[BEGIN]

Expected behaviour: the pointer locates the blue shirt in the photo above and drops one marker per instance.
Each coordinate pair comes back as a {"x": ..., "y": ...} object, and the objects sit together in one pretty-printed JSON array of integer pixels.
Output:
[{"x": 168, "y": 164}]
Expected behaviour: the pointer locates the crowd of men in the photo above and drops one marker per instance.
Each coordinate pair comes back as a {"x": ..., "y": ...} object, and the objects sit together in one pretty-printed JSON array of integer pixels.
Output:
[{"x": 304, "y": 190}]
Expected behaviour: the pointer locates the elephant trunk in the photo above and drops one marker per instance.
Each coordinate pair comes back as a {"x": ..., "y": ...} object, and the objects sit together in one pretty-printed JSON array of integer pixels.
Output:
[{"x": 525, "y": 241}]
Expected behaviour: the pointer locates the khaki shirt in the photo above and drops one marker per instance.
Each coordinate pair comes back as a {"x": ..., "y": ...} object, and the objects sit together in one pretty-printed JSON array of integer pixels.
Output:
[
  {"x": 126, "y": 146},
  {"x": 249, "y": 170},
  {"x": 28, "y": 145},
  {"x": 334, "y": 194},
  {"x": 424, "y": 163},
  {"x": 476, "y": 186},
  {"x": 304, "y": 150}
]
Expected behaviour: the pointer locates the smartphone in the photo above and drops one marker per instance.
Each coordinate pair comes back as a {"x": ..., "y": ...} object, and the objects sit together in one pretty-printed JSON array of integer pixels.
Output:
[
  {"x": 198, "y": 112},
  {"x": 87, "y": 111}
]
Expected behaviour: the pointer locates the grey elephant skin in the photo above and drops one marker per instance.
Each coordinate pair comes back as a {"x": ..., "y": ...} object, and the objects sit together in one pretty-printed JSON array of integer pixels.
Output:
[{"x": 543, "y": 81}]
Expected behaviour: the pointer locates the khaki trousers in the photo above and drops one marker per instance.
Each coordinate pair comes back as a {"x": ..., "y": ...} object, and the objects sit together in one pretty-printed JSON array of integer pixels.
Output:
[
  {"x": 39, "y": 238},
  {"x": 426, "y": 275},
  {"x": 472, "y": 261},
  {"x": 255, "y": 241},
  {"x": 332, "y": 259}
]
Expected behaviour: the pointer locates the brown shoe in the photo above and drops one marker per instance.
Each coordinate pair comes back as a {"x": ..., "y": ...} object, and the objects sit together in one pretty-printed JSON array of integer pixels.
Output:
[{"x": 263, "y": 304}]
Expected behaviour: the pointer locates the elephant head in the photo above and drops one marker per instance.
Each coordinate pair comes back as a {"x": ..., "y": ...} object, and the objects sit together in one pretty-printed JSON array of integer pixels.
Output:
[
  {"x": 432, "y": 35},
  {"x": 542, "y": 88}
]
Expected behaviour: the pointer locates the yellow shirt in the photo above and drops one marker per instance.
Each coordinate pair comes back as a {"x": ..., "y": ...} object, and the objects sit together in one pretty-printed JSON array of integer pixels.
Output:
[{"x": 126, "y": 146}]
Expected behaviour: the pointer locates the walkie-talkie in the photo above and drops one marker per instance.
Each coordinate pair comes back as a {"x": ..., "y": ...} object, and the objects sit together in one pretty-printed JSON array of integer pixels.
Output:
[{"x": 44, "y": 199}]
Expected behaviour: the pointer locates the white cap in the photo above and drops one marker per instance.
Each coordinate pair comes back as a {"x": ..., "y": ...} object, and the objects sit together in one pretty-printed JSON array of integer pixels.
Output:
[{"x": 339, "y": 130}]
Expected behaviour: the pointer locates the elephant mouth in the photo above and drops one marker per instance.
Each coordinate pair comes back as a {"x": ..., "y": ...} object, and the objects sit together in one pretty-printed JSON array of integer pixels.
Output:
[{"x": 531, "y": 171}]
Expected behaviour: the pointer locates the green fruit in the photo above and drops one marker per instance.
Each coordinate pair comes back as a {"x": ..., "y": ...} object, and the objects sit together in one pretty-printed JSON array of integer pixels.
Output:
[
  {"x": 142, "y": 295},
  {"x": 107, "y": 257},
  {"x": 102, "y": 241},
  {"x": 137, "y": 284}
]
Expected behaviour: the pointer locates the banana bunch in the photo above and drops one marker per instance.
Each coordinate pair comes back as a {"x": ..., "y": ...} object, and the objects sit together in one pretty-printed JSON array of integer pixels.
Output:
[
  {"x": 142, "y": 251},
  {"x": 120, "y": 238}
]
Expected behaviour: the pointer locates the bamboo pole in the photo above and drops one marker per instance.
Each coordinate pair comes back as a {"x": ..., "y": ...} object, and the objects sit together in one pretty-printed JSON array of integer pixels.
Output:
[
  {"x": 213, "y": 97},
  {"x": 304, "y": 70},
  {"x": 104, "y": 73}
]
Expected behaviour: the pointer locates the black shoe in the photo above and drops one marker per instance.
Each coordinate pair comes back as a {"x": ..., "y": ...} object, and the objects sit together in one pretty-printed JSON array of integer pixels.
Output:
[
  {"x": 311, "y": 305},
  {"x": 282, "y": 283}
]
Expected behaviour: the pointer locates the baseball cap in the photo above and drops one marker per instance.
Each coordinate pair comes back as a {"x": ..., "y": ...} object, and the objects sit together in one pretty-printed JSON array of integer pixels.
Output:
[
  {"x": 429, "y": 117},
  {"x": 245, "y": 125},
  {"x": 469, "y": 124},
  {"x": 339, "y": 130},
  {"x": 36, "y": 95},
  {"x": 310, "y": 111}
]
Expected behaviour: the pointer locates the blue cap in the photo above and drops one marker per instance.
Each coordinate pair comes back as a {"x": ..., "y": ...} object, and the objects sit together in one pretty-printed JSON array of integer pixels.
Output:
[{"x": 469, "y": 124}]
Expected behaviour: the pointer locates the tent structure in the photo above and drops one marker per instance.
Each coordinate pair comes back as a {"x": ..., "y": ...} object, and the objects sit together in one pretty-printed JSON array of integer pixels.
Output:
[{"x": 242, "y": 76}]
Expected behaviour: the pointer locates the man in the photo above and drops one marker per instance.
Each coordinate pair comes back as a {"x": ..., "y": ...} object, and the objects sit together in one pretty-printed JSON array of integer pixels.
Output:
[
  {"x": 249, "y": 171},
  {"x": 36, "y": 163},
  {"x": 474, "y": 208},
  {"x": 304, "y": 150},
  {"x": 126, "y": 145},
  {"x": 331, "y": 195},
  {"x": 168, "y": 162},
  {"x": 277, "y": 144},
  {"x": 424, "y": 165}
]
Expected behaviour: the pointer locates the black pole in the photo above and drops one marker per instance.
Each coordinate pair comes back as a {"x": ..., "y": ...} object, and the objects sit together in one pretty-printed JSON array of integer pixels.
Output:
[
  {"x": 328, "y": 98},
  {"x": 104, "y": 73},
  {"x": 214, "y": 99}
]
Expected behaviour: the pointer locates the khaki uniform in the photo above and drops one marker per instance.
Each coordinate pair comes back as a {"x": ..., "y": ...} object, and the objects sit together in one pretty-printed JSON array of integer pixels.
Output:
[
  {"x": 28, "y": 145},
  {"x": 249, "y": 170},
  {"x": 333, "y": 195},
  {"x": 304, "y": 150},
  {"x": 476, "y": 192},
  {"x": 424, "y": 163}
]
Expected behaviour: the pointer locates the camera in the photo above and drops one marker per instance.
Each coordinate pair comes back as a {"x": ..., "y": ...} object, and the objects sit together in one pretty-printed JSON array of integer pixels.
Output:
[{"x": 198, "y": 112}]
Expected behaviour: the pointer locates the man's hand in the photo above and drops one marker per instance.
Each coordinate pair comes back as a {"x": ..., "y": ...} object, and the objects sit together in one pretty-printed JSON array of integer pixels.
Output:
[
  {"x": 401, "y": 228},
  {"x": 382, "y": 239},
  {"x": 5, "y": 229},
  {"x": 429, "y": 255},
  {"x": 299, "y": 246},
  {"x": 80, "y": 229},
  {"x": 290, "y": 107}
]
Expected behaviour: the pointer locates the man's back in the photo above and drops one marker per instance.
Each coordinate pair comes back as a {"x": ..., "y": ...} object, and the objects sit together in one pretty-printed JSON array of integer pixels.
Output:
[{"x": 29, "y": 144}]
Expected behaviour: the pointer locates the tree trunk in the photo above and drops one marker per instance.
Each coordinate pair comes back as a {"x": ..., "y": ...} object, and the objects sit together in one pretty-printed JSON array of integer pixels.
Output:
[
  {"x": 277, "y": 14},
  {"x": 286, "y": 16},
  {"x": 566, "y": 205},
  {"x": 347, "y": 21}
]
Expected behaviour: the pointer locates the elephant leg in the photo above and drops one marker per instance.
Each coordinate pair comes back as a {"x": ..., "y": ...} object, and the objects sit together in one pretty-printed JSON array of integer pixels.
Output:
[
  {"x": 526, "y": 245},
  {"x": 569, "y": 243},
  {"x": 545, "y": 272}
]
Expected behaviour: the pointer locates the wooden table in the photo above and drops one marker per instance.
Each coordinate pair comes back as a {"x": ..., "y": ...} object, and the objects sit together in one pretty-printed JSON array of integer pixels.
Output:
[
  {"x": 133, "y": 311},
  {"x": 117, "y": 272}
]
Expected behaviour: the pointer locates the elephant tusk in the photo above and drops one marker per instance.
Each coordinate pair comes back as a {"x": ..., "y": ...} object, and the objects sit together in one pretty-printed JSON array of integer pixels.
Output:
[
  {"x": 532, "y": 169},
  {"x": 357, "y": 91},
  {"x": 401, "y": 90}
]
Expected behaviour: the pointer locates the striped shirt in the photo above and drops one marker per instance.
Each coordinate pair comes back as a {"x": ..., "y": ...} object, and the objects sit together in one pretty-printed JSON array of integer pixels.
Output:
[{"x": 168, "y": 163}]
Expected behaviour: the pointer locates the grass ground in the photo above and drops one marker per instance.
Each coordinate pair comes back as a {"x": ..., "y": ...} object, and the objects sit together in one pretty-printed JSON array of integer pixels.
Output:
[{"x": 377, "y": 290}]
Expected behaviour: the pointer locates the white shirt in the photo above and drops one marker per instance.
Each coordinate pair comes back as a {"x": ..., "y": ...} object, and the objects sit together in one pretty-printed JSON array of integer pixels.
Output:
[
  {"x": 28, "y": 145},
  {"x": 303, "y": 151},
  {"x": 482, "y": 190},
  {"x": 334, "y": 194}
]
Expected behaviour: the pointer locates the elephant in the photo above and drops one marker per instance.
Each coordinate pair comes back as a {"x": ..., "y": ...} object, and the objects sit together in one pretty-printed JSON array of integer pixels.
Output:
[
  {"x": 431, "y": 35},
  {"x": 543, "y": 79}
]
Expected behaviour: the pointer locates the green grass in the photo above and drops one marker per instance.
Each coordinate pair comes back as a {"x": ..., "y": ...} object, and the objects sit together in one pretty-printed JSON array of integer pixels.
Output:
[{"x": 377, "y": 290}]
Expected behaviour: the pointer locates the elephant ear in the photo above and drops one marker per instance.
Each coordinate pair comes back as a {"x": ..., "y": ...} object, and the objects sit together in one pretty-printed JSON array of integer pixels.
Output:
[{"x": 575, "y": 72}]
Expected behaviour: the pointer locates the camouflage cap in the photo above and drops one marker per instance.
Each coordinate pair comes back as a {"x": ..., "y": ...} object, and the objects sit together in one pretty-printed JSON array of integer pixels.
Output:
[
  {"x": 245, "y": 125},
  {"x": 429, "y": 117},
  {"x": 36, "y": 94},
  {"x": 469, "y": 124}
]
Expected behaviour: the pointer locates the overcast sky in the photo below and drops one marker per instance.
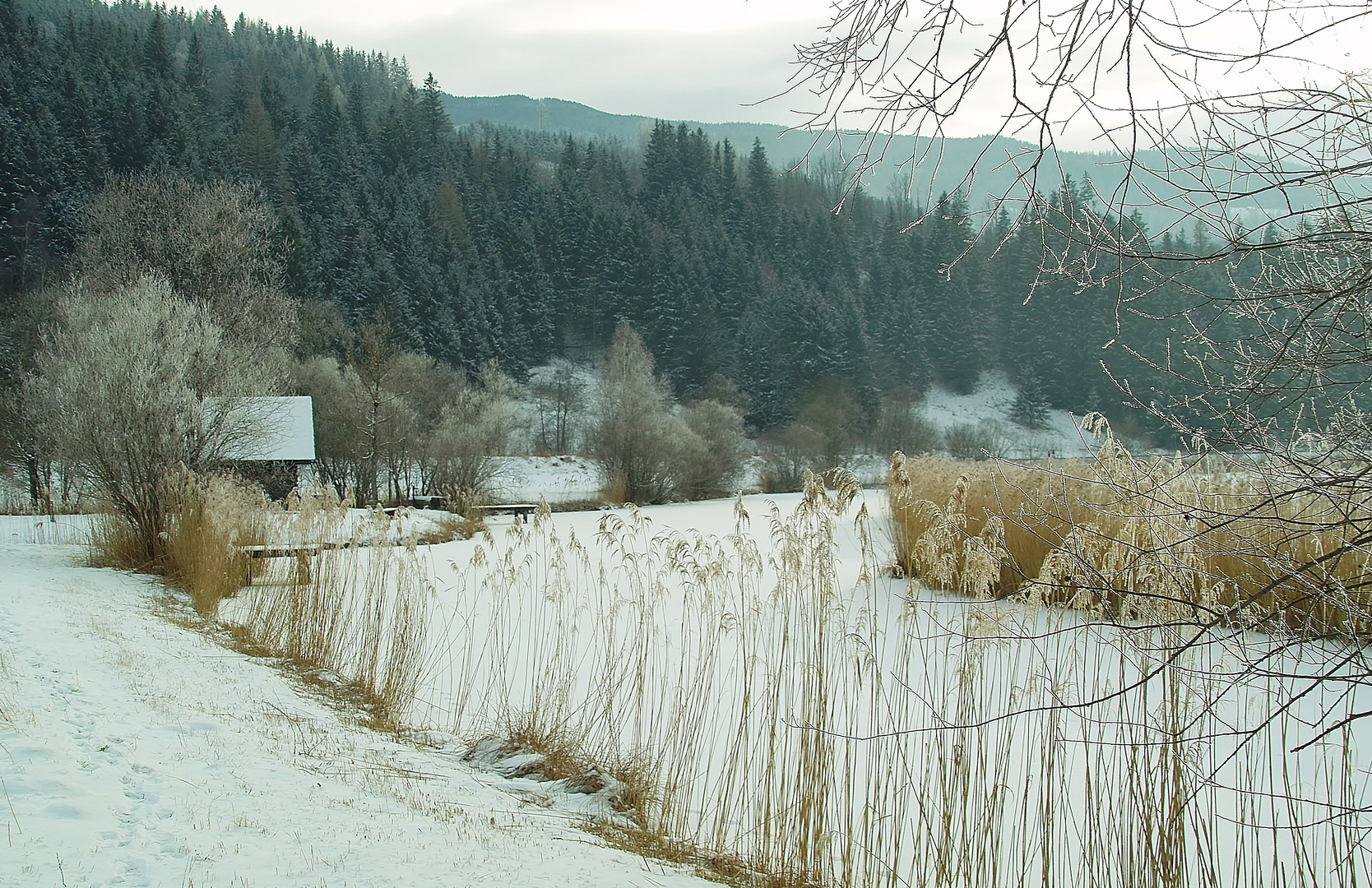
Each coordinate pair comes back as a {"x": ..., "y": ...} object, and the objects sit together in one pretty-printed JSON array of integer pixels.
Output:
[
  {"x": 696, "y": 59},
  {"x": 719, "y": 61}
]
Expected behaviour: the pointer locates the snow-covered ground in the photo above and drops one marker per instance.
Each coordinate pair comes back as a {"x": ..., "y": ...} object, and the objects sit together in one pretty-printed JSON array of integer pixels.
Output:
[
  {"x": 990, "y": 404},
  {"x": 139, "y": 751},
  {"x": 135, "y": 751}
]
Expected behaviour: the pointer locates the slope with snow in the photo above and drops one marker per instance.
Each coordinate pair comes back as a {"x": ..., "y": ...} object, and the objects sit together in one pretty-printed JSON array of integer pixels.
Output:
[{"x": 136, "y": 751}]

[END]

**OBJECTIVE**
The required output is the lines from the one containing "Expected behaviour: the pointer locates the overcast" through the end of the records above, reproduced exactly, with no pictures.

**THE COMPLETED TASK**
Expected behaviour: the pointer locates the overcast sky in the photo below and drops one marker per instance.
Each coordinate pair comes back as a {"x": ..., "y": ...} object, and the objects sit together in one pretty-printed JSON array of integer pixels.
Output:
[
  {"x": 696, "y": 59},
  {"x": 719, "y": 61}
]
Expected behaviour: the pointer locates the snow-covered ground in the photo above and drops one marker per instance.
Each coordinate pair comes back as a {"x": ..., "y": ...} object, and the objects sit together in one pretty-printed JSON array of integer pixels.
Output:
[
  {"x": 990, "y": 404},
  {"x": 139, "y": 751},
  {"x": 135, "y": 751}
]
Expected behaviour: the pointer locates the slope with snow in the photo above and drops one marker per instance.
Each coordinate pair comes back as a {"x": ..., "y": ...} object, and the objects sit together in one pretty-printed JSON array of integer pixels.
Output:
[{"x": 136, "y": 751}]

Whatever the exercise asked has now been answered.